PROBLEM TO WORK ON: Look through the entries below and report every line that has "each".

DATA FOR ANALYSIS:
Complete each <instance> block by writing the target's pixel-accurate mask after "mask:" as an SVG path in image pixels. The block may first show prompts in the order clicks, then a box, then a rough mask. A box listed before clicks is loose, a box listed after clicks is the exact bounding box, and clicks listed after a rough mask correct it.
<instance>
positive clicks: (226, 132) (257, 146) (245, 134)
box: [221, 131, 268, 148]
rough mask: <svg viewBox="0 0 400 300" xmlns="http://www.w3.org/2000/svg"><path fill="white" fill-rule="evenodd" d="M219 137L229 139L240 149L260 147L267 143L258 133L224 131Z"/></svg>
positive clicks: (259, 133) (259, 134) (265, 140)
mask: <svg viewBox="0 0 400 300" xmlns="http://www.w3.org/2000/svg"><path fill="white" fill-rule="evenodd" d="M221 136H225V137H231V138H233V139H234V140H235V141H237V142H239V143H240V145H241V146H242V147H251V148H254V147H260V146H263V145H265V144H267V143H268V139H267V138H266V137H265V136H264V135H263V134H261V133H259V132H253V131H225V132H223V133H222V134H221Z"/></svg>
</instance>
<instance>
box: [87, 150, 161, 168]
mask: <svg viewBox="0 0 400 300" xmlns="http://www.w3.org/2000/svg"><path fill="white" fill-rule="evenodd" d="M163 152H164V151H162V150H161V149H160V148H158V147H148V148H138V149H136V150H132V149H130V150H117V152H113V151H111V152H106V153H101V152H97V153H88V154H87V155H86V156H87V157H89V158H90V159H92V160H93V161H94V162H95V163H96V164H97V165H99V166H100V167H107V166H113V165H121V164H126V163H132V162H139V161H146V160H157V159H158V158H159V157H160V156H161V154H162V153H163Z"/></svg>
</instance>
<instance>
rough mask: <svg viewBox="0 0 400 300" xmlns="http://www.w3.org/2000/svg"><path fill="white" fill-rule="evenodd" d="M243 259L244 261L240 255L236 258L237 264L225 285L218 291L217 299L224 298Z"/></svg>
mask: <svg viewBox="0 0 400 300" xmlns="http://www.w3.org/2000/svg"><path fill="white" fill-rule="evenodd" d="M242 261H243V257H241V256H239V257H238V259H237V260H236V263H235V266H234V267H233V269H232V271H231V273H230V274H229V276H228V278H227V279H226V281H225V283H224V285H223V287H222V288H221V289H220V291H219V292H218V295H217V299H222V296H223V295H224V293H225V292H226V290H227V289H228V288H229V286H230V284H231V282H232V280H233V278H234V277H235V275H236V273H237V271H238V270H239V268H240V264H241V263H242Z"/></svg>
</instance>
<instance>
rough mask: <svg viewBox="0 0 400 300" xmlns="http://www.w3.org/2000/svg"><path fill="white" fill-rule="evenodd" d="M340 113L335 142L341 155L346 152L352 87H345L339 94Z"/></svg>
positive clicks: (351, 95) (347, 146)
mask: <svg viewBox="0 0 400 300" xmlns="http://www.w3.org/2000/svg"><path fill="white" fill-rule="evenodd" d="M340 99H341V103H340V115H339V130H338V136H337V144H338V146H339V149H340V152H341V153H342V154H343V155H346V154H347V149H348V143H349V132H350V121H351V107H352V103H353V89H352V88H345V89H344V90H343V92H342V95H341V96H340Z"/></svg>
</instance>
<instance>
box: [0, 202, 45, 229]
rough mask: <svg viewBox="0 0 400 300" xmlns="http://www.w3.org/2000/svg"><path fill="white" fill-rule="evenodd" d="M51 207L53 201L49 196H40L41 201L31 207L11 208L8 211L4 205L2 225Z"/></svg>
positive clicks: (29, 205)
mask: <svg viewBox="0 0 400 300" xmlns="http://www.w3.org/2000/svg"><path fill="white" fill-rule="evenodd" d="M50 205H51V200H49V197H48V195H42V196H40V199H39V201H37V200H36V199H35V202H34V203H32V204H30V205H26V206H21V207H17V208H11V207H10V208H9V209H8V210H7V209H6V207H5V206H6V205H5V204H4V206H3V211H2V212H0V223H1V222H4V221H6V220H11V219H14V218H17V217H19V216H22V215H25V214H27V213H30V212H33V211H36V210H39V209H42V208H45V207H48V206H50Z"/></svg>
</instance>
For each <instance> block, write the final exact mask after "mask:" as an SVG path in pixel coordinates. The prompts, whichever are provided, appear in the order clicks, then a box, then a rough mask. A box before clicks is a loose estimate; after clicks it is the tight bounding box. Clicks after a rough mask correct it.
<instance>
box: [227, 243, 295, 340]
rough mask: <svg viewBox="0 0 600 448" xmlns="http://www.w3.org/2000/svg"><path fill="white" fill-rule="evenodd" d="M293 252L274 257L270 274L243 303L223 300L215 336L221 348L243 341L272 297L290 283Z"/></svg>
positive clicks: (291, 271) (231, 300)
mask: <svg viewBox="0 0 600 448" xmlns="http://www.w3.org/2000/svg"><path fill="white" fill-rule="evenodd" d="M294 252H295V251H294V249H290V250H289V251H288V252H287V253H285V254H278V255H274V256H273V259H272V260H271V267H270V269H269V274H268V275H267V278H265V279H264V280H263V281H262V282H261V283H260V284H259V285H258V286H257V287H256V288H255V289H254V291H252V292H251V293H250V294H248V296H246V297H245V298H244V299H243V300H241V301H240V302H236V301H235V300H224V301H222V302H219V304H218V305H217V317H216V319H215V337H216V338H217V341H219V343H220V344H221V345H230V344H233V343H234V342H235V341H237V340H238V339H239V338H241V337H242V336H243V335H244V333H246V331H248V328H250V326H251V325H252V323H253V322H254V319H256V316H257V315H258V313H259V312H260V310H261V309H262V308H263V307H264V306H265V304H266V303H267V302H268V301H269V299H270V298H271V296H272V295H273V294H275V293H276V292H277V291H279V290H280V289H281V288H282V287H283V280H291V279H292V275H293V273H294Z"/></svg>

RESPONSE BOX:
Complete each <instance> block by writing the target's pixel-accurate mask after "mask:" as an SVG path in image pixels. The block may first show prompts in the order clicks, then a box, then a rough mask. A box listed before clicks is loose, a box listed after clicks is the exact bounding box, and clicks listed after a rough mask correct it.
For each <instance> block, write the final exact mask after "mask:" as an SVG path in pixel coordinates. The prompts, whichever are provided, appear in the order clicks, then a box, then a rough mask. A box before clicks is a loose estimate; after clicks it is the tight bounding box. Clicks after a rough mask correct it.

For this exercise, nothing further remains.